New funds, new classes, and new opportunities for mentorship — these are this week's Houston innovators to know. Courtesy photos

3 Houston innovators to know with exciting new announcements

Who's who

While last week's innovators to know were all starting new jobs, these three for this week are starting new endeavors — from multi-million-dollar funds to education programs. Here are this week's three innovators to know.

Barbara Burger, president of Chevron Technology Ventures

Courtesy of CTV

Houston-based Chevron Technology Ventures announced a new $90 million fund to focus scalable tech companies that could improve and advance Chevron's oil and gas business.

Leading Fund VII is CTV president, Barbara Burger. According to the release, the fund will target early- to mid-stage companies and limited partnership funds.

"CTV serves as an excellent source within Chevron for new business models and novel technologies that can deliver value to the enterprise through their integration," Burger says in the release. "We are using venture capital as a conduit for early access to innovation and to build a pipeline of innovation for Chevron." Read the full story here.

Anthony Ambler, dean of the College of Technology at the University of Houston

Courtesy of UH

Undergraduate students at the University of Houston now have the option to major or minor in Technology Leadership and Innovation Management or minor in Applied Innovation, thanks, in part, to the College of Technology dean Anthony P. Ambler. All three options begin in the fall semester of this year, and the college is also interested in adding a master's and a PhD. program in Innovation Management or a post-graduate certificate program.

Referring expression data:
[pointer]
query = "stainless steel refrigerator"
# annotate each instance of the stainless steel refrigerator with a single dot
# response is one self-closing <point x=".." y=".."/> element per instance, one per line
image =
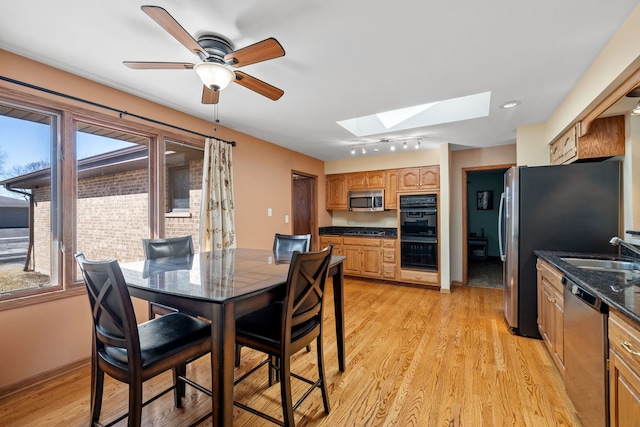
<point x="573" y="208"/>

...

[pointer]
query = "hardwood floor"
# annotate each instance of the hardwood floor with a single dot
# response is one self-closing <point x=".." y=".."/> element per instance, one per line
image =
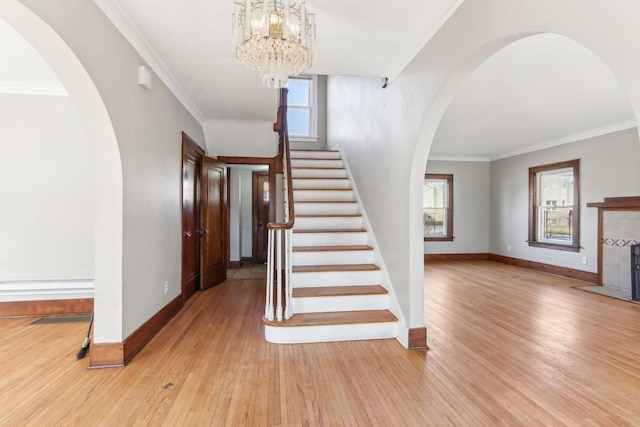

...

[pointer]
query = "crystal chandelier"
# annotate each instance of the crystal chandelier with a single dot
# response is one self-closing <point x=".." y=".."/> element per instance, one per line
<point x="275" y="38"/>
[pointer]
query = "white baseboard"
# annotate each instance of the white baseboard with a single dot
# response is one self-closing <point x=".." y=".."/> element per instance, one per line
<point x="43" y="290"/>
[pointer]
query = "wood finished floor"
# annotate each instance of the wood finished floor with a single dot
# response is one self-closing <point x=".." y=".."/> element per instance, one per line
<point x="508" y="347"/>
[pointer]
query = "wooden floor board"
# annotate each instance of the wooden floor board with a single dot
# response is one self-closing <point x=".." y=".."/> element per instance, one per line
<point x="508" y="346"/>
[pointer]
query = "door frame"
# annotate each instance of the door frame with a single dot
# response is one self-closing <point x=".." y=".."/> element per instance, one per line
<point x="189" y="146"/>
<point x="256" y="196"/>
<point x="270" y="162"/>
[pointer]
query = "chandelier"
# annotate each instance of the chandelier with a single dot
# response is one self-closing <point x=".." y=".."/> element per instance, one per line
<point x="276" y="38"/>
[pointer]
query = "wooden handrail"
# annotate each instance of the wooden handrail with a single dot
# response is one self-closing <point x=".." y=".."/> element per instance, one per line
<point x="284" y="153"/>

» **Your objective**:
Quote the entire article on Houston innovators word for word. None of the records is required for the work that remains.

» **Exercise output**:
New funds, new classes, and new opportunities for mentorship — these are this week's Houston innovators to know. Courtesy photos

3 Houston innovators to know with exciting new announcements

Who's who

While last week's innovators to know were all starting new jobs, these three for this week are starting new endeavors — from multi-million-dollar funds to education programs. Here are this week's three innovators to know.

Barbara Burger, president of Chevron Technology Ventures

Courtesy of CTV

Houston-based Chevron Technology Ventures announced a new $90 million fund to focus scalable tech companies that could improve and advance Chevron's oil and gas business.

Leading Fund VII is CTV president, Barbara Burger. According to the release, the fund will target early- to mid-stage companies and limited partnership funds.

"CTV serves as an excellent source within Chevron for new business models and novel technologies that can deliver value to the enterprise through their integration," Burger says in the release. "We are using venture capital as a conduit for early access to innovation and to build a pipeline of innovation for Chevron." Read the full story here.

Anthony Ambler, dean of the College of Technology at the University of Houston

Courtesy of UH

Undergraduate students at the University of Houston now have the option to major or minor in Technology Leadership and Innovation Management or minor in Applied Innovation, thanks, in part, to the College of Technology dean Anthony P. Ambler. All three options begin in the fall semester of this year, and the college is also interested in adding a master's and a PhD. program in Innovation Management or a post-graduate certificate program.